● Text
=-=-=
John Hebert wrote:
> -----Original Message-----
> From: Alvaro Zuniga
> To: [email protected]
> Sent: 6/18/03 6:20 PM
> Subject: Re: NSA's decryption clusters vs GPG, et.al. was RE: GPG does not
> pro vide "end to end encryption", but only mail c onte nt encryption was RE:
> [brlug-general] Cox and smtp pain today.
> 
> Dear John:
> 
> I suppose from this point of view there is not need to even bother with 
> encryption because brute force eventually prevails.
> 
> John: Not at all. The dilemma that the NSA faces is that they want to
> decrypt messages A,B,C,... but they will always have limited resources to
> perform brute force decryption. So, they better be damned sure that message
> A is the most important of all the messages they want to decrypt.
> 
> However,  a better cipher requires that many more computers exponentially;
> therefore,  we could at least make it more difficult for those who really
> care about our business.
=-=-=
Rows from an annotation dataset:
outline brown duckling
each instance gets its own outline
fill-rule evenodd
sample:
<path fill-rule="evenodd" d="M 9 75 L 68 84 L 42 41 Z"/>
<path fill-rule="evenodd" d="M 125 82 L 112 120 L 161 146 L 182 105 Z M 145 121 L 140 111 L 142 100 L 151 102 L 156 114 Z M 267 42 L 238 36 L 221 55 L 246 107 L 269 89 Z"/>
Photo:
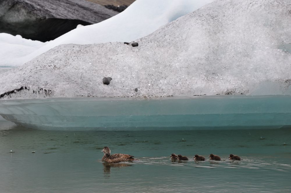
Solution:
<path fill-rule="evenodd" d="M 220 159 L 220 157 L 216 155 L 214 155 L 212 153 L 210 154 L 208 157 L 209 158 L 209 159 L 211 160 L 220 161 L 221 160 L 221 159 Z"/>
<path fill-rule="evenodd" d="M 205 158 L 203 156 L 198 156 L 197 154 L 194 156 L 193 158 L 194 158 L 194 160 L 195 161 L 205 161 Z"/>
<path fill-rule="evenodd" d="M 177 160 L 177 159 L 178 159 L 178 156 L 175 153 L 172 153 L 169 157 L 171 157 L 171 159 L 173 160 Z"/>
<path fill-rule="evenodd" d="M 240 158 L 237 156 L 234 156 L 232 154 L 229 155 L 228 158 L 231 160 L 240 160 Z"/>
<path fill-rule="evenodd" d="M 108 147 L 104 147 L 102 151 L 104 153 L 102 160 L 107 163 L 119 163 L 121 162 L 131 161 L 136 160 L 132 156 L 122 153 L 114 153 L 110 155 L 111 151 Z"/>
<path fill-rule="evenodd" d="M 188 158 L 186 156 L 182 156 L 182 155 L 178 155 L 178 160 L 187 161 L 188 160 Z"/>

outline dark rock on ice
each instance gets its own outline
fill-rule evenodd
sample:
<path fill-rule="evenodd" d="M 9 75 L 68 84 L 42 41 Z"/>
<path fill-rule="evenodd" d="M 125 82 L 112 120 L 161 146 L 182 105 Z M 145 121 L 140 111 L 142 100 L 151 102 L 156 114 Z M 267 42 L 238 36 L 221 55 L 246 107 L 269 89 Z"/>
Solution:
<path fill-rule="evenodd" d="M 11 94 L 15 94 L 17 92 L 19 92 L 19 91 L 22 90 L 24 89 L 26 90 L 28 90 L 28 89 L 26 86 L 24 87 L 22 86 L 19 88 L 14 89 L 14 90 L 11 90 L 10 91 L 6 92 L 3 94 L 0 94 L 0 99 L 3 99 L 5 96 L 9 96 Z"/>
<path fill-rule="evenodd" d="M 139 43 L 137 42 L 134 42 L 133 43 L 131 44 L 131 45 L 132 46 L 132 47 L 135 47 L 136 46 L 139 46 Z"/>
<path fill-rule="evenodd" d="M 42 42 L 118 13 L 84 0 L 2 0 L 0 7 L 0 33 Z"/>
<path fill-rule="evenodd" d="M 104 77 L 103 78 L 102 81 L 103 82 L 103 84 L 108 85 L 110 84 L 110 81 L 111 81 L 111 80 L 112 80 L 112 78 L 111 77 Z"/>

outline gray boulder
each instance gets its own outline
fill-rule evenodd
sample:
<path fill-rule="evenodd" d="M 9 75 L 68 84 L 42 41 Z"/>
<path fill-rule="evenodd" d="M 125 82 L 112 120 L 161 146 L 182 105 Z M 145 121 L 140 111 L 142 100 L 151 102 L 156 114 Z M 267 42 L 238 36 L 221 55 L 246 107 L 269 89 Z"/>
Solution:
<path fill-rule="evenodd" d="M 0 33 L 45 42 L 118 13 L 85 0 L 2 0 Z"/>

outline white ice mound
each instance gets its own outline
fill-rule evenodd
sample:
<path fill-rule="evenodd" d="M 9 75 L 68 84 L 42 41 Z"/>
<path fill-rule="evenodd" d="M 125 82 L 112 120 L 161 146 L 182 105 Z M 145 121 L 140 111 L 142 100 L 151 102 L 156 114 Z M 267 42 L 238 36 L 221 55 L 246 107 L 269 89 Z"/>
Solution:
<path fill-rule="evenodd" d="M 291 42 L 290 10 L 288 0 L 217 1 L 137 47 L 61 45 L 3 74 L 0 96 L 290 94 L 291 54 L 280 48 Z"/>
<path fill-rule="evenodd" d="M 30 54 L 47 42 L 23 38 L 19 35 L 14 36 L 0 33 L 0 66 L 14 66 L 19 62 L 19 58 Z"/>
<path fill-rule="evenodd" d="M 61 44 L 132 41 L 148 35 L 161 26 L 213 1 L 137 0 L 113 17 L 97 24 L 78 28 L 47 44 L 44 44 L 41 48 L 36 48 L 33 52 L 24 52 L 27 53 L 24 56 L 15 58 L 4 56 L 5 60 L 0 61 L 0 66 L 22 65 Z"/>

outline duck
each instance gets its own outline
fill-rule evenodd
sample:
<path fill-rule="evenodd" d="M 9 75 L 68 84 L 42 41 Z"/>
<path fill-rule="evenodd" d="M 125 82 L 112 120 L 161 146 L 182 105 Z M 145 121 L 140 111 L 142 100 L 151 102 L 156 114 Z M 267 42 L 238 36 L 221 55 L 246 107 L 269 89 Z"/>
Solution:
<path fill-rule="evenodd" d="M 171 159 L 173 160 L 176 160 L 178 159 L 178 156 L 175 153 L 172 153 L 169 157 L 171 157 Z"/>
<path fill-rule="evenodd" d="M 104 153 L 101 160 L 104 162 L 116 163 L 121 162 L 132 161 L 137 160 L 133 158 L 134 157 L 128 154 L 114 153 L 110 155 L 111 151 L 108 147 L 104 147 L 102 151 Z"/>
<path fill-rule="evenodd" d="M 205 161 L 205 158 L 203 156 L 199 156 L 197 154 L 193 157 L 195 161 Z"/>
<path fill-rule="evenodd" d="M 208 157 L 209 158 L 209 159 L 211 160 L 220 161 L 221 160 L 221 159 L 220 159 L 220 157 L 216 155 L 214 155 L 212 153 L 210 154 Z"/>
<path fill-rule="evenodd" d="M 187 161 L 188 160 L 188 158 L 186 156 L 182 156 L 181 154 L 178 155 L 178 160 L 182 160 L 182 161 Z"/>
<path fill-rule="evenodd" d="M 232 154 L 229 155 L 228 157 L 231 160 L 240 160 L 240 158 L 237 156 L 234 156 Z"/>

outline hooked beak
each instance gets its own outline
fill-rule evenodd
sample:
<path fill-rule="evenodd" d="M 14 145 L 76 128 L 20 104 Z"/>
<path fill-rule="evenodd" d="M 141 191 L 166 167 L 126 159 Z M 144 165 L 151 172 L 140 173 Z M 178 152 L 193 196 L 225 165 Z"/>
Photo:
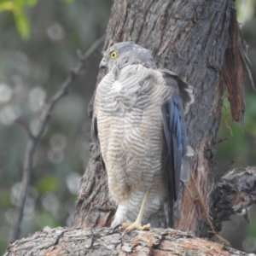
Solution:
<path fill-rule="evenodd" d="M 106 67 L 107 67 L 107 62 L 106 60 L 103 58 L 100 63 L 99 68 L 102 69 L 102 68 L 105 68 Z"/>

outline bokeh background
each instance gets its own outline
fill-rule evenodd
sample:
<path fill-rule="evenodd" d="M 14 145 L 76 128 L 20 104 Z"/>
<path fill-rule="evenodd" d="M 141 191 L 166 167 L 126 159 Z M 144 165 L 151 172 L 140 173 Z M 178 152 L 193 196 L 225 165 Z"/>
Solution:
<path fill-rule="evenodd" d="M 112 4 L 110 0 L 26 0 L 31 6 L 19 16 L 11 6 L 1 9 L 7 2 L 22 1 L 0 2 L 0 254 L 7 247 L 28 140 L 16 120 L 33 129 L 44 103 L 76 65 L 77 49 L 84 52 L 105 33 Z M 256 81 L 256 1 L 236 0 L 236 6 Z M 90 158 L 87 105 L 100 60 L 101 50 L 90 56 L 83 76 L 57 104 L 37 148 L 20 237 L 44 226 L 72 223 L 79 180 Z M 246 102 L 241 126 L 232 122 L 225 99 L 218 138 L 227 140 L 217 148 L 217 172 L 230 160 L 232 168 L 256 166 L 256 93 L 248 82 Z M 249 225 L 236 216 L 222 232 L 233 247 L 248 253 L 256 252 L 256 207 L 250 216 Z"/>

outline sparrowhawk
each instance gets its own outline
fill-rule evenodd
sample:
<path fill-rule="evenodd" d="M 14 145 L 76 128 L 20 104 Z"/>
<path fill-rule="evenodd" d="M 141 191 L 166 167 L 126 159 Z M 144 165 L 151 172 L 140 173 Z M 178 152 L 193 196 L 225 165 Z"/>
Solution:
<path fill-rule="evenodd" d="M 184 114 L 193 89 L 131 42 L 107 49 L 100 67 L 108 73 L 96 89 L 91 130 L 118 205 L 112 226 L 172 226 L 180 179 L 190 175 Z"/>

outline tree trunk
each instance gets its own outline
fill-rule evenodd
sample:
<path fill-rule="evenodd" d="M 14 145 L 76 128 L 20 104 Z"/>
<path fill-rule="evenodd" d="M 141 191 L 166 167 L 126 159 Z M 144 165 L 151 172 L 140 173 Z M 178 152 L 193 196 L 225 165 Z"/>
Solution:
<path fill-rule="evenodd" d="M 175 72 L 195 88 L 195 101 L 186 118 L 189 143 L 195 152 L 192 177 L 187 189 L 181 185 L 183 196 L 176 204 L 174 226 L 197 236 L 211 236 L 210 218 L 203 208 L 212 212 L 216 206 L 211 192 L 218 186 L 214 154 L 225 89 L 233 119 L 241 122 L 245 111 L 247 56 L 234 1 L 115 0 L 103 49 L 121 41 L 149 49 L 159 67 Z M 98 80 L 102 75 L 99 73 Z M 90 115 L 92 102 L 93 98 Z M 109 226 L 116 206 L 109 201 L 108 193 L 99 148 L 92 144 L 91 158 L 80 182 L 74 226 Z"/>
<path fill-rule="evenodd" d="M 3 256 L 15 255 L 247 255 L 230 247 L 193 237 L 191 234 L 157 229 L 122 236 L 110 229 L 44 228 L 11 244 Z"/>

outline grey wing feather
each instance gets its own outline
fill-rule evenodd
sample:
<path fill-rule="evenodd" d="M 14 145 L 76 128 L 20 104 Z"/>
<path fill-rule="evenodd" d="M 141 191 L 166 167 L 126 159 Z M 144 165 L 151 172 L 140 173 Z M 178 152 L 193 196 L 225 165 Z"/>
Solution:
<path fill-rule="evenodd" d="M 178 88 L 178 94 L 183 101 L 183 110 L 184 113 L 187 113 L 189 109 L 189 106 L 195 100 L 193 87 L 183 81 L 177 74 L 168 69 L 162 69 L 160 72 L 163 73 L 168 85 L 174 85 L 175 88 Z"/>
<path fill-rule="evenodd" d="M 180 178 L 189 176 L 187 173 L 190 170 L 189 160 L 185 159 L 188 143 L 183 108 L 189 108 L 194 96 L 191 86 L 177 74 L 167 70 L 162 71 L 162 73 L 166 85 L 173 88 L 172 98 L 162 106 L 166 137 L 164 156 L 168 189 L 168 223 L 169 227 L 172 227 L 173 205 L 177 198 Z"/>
=-=-=
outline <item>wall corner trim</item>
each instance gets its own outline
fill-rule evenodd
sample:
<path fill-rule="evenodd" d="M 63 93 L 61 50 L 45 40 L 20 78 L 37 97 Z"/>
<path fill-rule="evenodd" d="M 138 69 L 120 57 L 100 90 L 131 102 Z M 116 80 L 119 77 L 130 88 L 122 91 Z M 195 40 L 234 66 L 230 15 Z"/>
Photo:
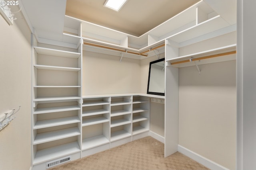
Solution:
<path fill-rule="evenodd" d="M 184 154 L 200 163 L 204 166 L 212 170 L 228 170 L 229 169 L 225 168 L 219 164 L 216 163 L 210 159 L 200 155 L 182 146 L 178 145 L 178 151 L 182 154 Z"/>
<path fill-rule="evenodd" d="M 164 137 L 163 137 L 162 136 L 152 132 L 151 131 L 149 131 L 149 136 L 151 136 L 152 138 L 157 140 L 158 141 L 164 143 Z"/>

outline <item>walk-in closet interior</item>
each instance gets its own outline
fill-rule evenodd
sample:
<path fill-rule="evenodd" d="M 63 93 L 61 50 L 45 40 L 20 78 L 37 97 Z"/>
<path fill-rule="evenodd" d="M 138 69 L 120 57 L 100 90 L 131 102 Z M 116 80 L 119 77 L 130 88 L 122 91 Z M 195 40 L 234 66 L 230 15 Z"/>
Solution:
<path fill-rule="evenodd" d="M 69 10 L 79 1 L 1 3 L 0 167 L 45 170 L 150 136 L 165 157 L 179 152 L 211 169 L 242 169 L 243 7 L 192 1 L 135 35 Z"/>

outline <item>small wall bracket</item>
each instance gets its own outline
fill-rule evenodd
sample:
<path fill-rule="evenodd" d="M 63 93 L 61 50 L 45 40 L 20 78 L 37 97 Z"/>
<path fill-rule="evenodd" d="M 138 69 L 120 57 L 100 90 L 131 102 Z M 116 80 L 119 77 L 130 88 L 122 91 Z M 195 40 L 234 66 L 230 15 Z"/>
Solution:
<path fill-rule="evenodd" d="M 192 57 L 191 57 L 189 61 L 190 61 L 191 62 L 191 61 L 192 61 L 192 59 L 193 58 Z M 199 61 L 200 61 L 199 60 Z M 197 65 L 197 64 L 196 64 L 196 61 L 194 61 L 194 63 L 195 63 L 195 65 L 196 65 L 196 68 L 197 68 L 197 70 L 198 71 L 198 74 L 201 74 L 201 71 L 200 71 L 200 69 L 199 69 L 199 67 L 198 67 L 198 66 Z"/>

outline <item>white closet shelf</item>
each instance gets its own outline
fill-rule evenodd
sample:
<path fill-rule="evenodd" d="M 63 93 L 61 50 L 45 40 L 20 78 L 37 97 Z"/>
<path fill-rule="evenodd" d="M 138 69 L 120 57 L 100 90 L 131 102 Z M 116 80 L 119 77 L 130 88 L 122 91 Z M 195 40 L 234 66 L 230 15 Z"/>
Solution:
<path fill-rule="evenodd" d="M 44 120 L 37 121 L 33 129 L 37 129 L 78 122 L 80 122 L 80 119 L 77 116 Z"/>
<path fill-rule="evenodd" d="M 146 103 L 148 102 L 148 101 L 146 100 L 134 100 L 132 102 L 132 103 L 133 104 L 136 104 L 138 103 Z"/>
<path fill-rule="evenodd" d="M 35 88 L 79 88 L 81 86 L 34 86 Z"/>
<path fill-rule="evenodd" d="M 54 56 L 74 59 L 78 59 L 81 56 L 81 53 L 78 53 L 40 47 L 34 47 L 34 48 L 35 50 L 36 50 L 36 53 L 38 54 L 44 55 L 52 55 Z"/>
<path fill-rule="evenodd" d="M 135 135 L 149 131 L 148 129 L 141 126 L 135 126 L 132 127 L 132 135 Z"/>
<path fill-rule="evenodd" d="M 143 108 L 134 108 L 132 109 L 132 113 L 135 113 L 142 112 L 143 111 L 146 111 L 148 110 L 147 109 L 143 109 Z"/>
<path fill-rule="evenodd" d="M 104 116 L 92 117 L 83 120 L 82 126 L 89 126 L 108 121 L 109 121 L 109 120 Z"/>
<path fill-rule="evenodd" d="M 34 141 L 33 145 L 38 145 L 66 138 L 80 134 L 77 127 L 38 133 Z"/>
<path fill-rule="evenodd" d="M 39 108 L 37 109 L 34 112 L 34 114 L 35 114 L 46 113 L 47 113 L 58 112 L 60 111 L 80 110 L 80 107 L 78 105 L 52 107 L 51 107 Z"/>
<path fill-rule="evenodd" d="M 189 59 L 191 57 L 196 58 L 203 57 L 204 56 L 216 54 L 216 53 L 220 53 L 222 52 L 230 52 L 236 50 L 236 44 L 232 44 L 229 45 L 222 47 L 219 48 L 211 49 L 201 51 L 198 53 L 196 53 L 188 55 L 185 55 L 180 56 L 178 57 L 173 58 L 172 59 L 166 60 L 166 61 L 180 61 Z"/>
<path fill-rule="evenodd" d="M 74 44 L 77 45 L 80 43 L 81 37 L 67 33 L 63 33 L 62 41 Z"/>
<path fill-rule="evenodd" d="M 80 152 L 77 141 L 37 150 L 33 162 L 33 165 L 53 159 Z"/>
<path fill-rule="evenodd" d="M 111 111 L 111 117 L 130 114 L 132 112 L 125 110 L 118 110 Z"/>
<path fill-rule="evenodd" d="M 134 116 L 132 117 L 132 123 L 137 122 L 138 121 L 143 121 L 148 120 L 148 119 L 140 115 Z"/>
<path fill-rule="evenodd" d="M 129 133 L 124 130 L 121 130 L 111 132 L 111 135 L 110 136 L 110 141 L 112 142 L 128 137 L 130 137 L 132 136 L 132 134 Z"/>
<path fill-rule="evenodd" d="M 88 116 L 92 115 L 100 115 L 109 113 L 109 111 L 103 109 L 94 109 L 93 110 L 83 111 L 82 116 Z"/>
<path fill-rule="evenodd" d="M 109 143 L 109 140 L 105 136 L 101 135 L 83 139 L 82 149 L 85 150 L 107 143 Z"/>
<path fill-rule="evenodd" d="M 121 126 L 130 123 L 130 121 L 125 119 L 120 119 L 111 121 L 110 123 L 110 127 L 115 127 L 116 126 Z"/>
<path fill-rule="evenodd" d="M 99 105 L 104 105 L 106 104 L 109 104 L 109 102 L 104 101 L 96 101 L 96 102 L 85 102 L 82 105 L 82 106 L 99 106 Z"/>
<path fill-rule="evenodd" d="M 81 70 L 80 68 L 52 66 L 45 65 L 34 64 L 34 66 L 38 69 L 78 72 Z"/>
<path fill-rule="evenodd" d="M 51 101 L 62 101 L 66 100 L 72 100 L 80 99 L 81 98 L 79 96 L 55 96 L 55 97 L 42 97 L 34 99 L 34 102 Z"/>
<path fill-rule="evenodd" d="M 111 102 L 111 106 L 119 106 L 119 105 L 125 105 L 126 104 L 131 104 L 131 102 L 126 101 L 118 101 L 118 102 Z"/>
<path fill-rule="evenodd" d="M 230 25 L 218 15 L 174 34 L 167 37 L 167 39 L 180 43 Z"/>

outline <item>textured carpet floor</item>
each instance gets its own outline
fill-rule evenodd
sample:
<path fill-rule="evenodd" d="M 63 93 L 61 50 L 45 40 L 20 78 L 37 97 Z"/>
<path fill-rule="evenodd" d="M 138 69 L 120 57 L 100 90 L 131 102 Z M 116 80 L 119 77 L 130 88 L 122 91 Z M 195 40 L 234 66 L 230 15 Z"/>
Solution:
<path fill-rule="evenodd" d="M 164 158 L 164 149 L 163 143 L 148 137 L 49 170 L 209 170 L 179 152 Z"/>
=-=-=
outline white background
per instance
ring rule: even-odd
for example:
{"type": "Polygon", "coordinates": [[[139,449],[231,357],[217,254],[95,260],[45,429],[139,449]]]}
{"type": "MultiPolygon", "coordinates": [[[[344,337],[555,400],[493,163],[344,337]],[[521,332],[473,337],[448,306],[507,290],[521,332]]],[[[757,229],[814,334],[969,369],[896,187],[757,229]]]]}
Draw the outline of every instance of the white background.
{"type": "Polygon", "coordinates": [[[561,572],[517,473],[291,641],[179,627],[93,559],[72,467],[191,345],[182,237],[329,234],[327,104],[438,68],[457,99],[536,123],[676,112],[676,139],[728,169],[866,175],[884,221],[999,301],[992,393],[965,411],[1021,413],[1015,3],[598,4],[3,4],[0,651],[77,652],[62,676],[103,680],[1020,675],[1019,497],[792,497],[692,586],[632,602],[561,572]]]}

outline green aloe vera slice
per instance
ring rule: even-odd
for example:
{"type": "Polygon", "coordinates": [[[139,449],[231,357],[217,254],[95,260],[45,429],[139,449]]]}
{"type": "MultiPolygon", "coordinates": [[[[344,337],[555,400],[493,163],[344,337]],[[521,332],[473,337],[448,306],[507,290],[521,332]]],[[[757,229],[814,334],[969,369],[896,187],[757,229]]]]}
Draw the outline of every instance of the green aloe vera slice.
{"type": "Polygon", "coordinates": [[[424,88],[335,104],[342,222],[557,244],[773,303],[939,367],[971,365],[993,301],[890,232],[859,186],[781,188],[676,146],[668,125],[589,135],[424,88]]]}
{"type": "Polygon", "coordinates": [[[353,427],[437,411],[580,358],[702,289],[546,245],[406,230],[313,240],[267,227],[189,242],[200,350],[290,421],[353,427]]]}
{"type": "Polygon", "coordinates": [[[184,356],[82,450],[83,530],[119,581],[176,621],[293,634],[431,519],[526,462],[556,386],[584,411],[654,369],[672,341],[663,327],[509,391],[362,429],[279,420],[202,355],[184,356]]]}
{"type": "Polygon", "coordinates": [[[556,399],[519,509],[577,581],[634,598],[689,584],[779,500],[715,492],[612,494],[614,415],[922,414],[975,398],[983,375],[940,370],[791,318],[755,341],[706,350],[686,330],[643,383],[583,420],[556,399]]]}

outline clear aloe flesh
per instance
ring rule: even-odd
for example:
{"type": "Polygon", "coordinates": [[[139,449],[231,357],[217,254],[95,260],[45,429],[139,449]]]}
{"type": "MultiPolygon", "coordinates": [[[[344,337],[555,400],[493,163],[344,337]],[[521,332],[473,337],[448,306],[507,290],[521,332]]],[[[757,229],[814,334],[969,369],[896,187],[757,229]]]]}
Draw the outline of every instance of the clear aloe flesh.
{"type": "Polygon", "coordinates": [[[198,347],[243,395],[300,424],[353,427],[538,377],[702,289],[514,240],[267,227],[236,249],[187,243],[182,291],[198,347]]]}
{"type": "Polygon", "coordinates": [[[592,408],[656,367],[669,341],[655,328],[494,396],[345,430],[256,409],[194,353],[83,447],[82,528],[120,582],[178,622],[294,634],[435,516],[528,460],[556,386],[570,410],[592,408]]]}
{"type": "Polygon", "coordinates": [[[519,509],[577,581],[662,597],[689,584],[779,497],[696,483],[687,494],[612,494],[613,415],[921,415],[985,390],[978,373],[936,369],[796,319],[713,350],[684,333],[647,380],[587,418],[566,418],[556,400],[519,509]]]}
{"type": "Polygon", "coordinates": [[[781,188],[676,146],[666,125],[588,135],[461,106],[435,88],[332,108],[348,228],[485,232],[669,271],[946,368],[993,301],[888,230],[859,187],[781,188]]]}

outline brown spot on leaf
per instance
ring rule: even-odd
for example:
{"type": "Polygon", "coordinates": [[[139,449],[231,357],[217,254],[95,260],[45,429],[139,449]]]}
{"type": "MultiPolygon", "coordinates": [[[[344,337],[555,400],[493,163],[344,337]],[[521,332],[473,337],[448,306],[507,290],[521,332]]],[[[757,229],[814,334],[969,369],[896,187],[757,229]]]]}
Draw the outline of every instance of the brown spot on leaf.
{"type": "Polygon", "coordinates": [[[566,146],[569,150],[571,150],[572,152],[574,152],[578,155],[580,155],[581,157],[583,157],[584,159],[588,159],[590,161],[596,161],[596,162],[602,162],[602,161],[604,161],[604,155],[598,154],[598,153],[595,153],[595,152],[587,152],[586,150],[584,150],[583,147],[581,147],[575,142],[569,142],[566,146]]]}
=-=-=
● Given problem
Write the next part of the mailing-list message on NSA brute-force decryption and GPG, continuing after its last sentence.

● Answer to the task
> 
> John: Or just have more people using encryption. I've read estimates that
> less than 1% of Internet traffic is encrypted. By merely advocating that
> more people use encryption and raising that to 2%, we would require the NSA
> and other intelligence operations to double their decryption resources. This
> is the nightmare scenario that keeps the NSA IT Director up at night.
> 
[omitted]

Or we could make it impossible by using one-time pad encryption:

http://www.vidwest.com/otp/

If we could only think of a way to exchange the pads effectively.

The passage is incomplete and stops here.